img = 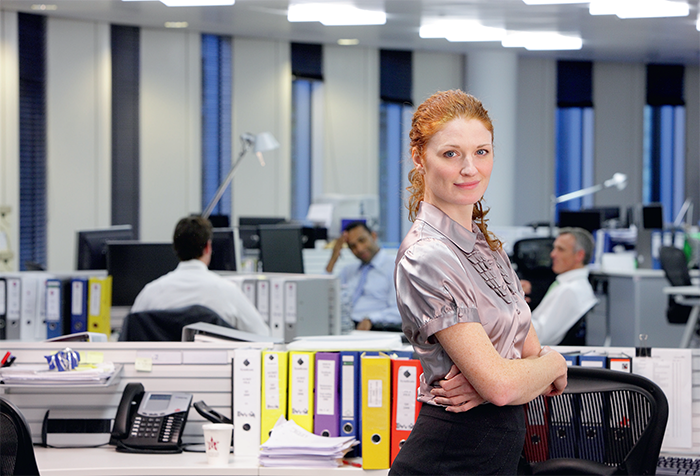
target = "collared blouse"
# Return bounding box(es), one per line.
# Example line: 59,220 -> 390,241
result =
394,202 -> 530,403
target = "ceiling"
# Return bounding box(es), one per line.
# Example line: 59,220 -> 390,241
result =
0,0 -> 700,64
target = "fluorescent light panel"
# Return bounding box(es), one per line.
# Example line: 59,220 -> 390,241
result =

-=-=-

> [Aim of the exercise] Rewrite every line of the rows above, including the requests but omitting the pictures. Multiply each bounding-box coordinate in the answers by 1.45 and round it to a whole number, with halves rounded up. Leave the numbers in the requests and their sample lines unchanged.

> [Answer below]
img = 
target = "collared blouse"
# Return bounding box(es), one per line.
# Example line: 59,220 -> 390,241
result =
571,293 -> 769,584
target = "ceiling"
# Return bounding box(es), one per line.
# Example line: 59,220 -> 390,241
result =
0,0 -> 1015,93
target = "fluorescent light panel"
# Return bounding box(es), one per line.
# Example line: 59,220 -> 390,241
result =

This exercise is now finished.